EXTRACT TO READ>
Content starts

With my son and heir home sick from school and a few other things on the go, like studying a bunch of driving manuals in order to regain my long lapsed class 1 driver instructor’s license, this will be a short post.

The juxtaposition of the above quotes is pleasing to me on a couple of counts.

Two books: Tropic Of Cancer, and The Cosmological Eye, written from different points along the living arc of an artist’s life. The first a great raucously triumphant ‘FUCK YOU’ in the face of everything we hold sacred, everything that bolsters the image we cling to of ourselves and the civilization that underpins us. The second calmer, more poised, Buddha-like years before our general western obsession with Eastern esotericism.

 

Our home away from home

Ahhh, to break free, to escape, to liberate our inner selves from the shackles our burgeoning cities burden our souls with! Shackles otherwise known as ‘responsibilities’ passed down from one well-meaning generation to the next. To liberate ourselves inwardly, and then carry that newfound knowledge of freedom back to the city and live life exultantly, without reservation or regret! To shine and sing in every thought, word and deed!

Content ends

Natural language region descriptions>

Content starts

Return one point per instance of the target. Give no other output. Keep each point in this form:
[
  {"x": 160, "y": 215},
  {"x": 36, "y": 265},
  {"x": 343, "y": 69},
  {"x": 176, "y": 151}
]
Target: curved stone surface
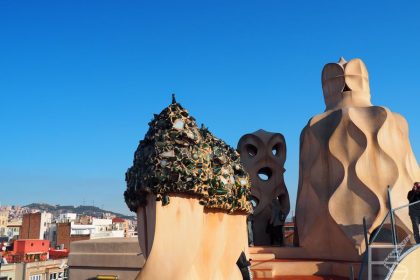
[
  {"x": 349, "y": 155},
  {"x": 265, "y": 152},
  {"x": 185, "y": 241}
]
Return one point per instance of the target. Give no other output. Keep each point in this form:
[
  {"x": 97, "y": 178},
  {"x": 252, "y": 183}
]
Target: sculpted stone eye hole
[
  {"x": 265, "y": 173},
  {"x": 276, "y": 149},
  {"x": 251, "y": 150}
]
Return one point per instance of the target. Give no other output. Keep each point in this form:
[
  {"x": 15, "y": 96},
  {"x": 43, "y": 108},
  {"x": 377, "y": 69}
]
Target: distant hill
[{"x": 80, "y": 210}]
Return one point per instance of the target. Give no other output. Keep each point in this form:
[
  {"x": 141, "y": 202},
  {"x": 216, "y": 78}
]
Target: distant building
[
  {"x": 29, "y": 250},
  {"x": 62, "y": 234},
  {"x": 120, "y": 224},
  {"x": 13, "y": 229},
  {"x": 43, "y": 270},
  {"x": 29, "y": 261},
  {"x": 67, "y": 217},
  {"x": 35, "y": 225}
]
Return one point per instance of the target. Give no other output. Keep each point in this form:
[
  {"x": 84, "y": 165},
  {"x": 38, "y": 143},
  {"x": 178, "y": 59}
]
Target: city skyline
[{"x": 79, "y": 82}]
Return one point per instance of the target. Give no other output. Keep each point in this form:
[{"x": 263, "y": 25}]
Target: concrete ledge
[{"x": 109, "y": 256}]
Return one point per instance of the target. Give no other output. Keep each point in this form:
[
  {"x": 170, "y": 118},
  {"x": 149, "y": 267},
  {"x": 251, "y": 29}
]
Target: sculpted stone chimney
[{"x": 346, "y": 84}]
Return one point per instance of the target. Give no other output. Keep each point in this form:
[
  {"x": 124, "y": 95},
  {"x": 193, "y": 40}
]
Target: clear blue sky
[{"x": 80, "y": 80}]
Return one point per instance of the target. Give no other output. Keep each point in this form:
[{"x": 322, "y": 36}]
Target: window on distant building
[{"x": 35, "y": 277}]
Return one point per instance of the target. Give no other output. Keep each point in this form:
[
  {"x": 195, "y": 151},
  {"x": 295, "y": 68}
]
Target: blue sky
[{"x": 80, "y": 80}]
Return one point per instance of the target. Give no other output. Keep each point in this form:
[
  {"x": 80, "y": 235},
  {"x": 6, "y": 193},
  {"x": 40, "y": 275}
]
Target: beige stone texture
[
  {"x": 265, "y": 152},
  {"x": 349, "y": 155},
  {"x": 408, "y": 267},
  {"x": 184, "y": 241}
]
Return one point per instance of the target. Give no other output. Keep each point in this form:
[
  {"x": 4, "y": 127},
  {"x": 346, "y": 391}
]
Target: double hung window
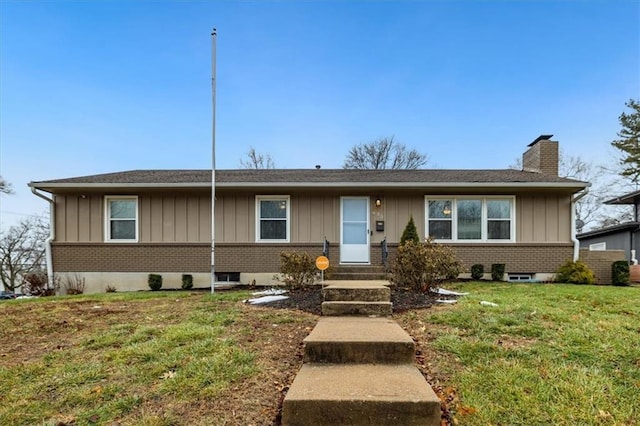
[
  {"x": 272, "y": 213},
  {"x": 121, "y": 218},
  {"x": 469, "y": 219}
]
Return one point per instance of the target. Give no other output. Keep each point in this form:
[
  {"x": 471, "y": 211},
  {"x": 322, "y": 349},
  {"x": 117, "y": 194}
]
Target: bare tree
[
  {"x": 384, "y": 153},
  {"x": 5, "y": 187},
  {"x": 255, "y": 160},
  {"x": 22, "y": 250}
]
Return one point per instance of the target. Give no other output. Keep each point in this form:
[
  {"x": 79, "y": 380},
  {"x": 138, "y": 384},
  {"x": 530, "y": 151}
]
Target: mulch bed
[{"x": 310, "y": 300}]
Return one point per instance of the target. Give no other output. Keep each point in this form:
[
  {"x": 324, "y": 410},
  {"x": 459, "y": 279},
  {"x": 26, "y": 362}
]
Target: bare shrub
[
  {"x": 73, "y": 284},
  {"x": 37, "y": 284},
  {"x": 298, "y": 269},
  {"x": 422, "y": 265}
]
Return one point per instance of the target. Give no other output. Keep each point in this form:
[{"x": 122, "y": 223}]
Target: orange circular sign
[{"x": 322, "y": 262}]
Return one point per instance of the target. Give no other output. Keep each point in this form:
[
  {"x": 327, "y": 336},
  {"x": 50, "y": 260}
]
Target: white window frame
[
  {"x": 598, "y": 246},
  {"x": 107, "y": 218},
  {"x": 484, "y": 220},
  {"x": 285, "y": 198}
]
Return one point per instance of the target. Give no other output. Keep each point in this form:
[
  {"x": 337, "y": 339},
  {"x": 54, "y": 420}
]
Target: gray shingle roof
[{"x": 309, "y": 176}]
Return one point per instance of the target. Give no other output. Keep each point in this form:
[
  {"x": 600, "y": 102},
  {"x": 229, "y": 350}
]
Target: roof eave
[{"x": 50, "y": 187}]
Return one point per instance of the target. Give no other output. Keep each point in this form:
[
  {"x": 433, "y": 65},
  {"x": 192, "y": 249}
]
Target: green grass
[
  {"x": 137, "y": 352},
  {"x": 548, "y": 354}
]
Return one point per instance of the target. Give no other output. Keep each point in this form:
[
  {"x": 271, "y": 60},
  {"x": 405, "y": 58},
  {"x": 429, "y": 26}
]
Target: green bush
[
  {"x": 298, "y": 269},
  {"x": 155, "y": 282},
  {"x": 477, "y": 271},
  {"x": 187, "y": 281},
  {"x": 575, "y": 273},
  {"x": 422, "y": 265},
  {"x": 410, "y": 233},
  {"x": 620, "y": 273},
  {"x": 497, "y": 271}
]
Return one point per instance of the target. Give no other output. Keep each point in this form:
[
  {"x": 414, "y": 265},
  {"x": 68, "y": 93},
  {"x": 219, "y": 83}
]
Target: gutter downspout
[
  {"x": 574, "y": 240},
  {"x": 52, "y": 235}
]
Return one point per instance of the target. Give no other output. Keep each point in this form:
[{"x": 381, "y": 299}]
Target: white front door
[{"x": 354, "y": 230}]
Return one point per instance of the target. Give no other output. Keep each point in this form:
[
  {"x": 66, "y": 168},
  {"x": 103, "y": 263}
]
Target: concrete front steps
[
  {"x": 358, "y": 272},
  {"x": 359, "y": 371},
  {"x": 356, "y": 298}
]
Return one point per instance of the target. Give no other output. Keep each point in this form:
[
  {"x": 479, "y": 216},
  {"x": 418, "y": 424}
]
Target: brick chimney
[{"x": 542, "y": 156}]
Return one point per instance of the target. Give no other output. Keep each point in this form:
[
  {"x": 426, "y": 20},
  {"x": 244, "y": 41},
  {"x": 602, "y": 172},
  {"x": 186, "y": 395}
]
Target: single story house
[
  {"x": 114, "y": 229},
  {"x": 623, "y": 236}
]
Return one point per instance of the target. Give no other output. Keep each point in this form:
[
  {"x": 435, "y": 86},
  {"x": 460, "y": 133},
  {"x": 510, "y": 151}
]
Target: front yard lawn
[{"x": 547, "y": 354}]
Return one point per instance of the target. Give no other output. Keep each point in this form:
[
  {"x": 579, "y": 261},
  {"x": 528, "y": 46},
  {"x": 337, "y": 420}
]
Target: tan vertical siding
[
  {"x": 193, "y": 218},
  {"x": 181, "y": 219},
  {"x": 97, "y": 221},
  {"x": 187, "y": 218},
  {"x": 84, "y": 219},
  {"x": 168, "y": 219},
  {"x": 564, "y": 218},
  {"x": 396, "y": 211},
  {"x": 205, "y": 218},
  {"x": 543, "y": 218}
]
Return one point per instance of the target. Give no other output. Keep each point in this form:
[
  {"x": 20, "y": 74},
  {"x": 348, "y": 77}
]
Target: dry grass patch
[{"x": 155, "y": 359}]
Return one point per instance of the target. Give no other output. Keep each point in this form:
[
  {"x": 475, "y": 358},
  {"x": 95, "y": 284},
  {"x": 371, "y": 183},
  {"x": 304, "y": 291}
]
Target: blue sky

Content ends

REQUIRED WORK> Continue the short post about Tropic Of Cancer and The Cosmological Eye, picking up right after its final sentence.

OUTPUT BELOW>
To walk amidst the crowd yet not be of the crowd. To smile contentedly and laugh at the whole gamut of humankind’s wondrous folly. To recognize the derivative for what it is and joyously cherish the pure and unalloyed. To feel compassion for all beings working through their destiny as best they can, muddling forwards often enough in the dark (we humans at any rate) unaware of the quiddity lying buried within.

Ahh, what crazy musings a weekend spent in the mountains can evoke.

Nah, that’s not true.

You reach a certain point in life and you carry the mountains in your heart wherever you may be. As Miller says: “[You] have nothing to do with the creaking machinery of humanity—[because you] belong to the earth!”